Nothing after the line containing "white window frame" belongs in the answer; write out exactly every line from the start of the material up to it, including it.

## Available records:
_ _ _ _ _

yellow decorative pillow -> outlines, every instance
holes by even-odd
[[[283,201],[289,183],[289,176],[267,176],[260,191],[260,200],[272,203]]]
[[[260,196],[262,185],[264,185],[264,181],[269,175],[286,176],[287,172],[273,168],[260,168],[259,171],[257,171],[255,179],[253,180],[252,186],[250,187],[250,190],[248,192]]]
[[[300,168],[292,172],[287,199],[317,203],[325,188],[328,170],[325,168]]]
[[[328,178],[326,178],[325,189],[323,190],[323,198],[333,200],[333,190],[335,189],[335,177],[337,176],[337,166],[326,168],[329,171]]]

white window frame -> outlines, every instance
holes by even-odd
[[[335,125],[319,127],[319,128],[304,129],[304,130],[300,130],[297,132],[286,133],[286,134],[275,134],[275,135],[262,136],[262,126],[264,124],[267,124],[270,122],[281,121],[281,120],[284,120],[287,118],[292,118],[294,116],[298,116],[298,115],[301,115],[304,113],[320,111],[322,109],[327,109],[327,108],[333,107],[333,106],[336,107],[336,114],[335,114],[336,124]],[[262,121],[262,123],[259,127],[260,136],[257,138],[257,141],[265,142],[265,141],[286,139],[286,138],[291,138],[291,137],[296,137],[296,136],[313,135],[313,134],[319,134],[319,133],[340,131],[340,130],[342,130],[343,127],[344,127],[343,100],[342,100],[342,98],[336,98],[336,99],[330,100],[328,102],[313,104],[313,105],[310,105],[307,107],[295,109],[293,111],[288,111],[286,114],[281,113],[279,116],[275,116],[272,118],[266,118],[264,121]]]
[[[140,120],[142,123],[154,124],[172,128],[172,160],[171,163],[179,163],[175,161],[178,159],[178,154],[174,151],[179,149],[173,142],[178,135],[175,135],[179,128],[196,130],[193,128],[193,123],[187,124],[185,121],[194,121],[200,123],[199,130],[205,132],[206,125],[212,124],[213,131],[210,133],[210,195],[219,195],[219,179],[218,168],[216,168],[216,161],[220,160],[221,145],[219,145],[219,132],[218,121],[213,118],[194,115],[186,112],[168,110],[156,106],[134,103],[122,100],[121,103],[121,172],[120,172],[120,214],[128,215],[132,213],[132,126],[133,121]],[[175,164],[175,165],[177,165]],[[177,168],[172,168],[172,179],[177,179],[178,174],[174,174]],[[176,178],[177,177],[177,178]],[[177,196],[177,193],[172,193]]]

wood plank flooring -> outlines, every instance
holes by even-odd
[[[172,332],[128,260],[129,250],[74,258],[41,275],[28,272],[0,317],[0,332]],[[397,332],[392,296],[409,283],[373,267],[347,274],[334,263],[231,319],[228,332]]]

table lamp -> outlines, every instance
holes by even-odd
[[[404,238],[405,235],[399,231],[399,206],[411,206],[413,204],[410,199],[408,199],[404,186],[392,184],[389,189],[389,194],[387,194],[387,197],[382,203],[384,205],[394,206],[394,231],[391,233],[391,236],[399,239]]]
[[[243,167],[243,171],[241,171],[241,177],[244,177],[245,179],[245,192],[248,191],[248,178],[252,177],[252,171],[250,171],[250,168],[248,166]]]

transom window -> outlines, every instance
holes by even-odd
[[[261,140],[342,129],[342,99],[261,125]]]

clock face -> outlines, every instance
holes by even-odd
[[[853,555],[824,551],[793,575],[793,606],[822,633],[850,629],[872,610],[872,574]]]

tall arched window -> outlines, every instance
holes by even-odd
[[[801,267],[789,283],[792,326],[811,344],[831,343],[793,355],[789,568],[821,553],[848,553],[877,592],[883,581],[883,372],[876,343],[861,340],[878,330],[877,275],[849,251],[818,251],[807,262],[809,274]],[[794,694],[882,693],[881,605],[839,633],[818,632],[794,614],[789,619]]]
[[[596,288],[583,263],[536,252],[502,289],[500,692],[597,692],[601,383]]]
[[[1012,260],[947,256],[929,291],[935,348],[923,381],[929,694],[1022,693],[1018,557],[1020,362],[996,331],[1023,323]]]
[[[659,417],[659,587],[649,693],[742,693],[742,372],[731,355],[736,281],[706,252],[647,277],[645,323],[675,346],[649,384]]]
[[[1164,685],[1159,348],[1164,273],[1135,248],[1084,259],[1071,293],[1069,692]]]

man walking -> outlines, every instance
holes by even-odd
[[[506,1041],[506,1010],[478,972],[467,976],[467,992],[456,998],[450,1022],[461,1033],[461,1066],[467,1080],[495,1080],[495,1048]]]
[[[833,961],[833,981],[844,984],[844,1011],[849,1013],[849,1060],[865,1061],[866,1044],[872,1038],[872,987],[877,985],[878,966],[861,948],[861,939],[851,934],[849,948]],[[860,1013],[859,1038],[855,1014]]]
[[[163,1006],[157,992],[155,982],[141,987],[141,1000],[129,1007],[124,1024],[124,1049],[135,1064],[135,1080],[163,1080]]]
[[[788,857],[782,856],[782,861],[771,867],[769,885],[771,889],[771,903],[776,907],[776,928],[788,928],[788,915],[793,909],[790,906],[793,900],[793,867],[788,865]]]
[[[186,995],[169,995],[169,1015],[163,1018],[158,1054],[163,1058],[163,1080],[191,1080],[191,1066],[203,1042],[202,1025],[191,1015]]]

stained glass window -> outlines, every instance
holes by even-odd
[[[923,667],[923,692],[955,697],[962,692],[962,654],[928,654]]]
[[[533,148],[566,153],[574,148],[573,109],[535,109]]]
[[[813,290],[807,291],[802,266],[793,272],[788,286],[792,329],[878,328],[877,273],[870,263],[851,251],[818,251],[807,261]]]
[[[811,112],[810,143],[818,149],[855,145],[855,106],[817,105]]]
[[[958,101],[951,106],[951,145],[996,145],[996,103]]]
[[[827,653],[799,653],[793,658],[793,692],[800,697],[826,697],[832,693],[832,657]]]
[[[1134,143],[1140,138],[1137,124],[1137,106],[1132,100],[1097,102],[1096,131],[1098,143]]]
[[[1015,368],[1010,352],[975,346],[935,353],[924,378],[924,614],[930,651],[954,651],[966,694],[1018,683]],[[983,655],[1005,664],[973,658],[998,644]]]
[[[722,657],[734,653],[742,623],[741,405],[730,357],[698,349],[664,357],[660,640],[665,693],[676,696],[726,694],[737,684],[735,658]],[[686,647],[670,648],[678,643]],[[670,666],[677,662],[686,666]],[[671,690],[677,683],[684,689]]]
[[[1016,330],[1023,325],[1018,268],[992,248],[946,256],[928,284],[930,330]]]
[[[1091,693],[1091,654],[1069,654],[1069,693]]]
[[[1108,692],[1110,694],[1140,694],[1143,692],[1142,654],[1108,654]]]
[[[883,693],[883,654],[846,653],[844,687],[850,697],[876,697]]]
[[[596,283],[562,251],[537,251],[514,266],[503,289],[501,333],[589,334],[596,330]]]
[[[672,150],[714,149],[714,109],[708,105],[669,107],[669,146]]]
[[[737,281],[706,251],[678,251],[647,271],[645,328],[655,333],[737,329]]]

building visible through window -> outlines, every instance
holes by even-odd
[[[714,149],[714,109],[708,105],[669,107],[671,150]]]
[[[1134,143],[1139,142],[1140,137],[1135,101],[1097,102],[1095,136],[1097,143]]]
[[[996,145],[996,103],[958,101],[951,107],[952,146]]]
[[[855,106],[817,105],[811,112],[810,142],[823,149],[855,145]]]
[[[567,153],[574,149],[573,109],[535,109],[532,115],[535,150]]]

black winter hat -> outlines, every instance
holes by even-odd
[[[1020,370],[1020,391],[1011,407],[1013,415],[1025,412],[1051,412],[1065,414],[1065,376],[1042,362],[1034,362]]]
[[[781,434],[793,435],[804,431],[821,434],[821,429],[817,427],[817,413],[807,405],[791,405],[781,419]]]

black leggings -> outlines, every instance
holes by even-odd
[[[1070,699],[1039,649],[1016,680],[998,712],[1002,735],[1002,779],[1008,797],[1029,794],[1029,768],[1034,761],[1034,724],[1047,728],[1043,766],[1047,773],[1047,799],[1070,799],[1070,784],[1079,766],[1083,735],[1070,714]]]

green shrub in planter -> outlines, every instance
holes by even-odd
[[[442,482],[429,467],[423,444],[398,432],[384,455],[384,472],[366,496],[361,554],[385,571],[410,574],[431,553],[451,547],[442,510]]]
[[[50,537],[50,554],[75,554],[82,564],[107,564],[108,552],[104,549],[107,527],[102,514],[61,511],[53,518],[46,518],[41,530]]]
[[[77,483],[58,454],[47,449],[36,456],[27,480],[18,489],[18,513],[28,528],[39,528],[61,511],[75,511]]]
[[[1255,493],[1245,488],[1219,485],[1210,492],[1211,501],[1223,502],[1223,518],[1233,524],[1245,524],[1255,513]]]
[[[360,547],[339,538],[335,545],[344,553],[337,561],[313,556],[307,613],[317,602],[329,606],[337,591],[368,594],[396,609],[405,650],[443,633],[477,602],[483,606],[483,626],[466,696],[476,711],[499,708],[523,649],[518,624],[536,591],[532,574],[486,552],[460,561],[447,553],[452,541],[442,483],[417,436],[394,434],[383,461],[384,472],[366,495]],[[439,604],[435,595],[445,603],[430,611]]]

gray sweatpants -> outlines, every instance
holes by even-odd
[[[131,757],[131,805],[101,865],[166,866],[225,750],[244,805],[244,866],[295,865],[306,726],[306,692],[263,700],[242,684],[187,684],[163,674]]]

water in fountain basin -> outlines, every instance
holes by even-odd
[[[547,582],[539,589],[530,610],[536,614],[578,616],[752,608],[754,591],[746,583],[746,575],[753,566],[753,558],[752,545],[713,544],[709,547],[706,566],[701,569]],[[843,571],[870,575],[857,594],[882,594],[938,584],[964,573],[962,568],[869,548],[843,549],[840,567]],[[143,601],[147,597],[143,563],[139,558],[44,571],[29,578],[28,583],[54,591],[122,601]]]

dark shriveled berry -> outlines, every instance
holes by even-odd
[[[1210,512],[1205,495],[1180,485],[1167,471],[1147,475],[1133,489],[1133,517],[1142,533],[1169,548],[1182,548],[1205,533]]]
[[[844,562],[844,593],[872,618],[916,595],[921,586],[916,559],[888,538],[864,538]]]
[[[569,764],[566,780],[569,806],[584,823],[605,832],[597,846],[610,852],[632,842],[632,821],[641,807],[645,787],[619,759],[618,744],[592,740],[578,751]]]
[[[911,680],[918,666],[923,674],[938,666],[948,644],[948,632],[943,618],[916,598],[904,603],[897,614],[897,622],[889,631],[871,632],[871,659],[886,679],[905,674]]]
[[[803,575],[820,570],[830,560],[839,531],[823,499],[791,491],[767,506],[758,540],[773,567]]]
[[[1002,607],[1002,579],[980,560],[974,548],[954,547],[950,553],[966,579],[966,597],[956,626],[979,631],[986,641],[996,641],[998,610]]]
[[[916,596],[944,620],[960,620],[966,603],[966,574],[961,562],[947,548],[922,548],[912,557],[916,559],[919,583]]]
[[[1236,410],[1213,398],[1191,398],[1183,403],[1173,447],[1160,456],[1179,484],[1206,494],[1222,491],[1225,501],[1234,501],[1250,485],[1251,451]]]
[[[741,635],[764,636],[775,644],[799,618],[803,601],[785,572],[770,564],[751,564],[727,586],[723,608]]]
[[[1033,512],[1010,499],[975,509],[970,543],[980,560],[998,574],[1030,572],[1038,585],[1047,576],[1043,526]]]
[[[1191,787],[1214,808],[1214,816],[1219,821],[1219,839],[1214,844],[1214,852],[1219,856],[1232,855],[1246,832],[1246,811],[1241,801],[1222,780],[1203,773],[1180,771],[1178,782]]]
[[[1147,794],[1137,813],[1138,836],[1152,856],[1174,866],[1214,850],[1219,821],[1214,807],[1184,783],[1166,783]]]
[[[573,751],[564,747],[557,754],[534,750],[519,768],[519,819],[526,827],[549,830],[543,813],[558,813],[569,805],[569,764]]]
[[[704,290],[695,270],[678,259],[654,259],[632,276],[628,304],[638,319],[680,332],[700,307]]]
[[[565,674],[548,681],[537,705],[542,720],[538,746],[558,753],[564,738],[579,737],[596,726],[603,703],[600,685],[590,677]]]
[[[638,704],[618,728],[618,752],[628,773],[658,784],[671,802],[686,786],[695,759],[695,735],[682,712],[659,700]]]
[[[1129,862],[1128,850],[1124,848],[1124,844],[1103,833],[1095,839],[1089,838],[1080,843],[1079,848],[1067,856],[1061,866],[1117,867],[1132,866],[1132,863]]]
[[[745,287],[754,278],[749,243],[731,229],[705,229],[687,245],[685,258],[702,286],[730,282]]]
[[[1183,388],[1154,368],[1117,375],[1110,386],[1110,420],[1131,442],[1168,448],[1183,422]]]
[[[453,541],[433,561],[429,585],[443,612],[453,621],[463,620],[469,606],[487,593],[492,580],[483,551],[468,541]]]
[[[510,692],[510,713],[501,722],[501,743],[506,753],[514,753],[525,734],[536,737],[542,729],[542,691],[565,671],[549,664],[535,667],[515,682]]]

_ _ _ _ _

## Exercise response:
yellow decorative pillow -> outlines, every instance
holes by even-odd
[[[283,201],[289,183],[289,176],[267,176],[260,191],[260,200],[272,203]]]
[[[260,196],[262,185],[264,185],[264,181],[269,175],[286,176],[287,172],[273,168],[260,168],[259,171],[257,171],[255,179],[253,180],[252,186],[250,187],[250,190],[248,192]]]
[[[300,168],[292,172],[287,199],[317,203],[325,188],[328,170],[325,168]]]
[[[328,178],[326,178],[325,189],[323,190],[323,198],[333,200],[333,190],[335,189],[335,177],[337,176],[337,166],[326,168],[329,171]]]

white window frame -> outlines, every instance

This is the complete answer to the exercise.